RECORDS FOR PROCESSING:
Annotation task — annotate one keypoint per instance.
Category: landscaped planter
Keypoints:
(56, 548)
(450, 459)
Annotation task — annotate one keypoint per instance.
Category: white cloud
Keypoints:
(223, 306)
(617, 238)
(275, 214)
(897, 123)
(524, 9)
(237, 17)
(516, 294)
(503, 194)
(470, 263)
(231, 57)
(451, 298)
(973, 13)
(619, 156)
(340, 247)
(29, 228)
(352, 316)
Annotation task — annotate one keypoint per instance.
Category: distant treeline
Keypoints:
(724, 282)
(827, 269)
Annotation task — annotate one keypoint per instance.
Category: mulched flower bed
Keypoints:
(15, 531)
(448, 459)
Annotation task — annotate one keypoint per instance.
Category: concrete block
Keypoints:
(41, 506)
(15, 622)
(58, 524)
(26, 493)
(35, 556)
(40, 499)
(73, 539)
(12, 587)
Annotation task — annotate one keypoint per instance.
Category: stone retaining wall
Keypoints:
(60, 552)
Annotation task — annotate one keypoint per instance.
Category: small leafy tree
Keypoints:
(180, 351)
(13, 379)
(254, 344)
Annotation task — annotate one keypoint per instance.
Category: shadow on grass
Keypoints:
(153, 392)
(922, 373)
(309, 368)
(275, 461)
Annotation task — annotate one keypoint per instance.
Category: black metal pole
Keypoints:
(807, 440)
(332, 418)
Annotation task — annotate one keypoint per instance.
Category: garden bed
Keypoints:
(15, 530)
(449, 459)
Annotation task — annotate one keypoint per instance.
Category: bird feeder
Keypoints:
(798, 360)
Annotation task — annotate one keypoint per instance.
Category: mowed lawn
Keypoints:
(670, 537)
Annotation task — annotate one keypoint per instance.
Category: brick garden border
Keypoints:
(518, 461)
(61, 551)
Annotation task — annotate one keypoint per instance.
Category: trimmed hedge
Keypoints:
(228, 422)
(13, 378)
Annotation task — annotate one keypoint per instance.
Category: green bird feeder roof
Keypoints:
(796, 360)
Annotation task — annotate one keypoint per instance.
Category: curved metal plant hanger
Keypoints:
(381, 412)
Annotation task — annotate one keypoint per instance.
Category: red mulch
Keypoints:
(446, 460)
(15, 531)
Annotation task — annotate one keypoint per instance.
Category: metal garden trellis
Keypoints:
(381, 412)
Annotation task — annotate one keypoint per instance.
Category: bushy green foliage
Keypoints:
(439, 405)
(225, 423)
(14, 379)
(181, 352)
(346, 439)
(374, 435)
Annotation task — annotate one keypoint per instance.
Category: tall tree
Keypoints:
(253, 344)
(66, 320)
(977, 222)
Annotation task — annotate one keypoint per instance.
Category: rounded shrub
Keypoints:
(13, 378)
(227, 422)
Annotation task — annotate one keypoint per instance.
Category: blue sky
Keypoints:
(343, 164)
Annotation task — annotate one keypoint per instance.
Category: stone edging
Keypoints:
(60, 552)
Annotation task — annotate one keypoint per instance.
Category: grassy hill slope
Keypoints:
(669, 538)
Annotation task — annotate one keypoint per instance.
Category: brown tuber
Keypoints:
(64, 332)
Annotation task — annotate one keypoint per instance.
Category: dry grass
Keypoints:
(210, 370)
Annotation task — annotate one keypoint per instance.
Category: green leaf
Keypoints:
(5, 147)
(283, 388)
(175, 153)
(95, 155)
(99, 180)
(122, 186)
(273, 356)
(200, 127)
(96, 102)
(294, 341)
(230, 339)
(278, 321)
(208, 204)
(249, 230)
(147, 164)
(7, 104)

PROBLEM DETAILS: For the word "feeder", state the number of lines in the listing that contain it and nothing further.

OUTPUT BELOW: 2